GIVEN PROBLEM:
Reproduce the material below word for word, every line of it.

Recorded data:
----------
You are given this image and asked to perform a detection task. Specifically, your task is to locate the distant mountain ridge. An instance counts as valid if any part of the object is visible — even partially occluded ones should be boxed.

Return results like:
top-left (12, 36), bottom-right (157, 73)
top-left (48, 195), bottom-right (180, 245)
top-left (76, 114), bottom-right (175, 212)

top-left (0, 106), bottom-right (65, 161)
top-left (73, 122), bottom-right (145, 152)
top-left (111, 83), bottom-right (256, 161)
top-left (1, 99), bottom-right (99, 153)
----------
FINAL ANSWER:
You are given this image and asked to perform a detection task. Specifically, your task is to locate the distant mountain ridge. An instance counts as valid if any part of the object is visible — even partially occluded ones should be boxed.

Return results like:
top-left (12, 36), bottom-right (157, 73)
top-left (48, 195), bottom-right (180, 245)
top-left (76, 114), bottom-right (175, 212)

top-left (0, 106), bottom-right (65, 161)
top-left (73, 122), bottom-right (145, 152)
top-left (111, 83), bottom-right (256, 161)
top-left (1, 99), bottom-right (99, 153)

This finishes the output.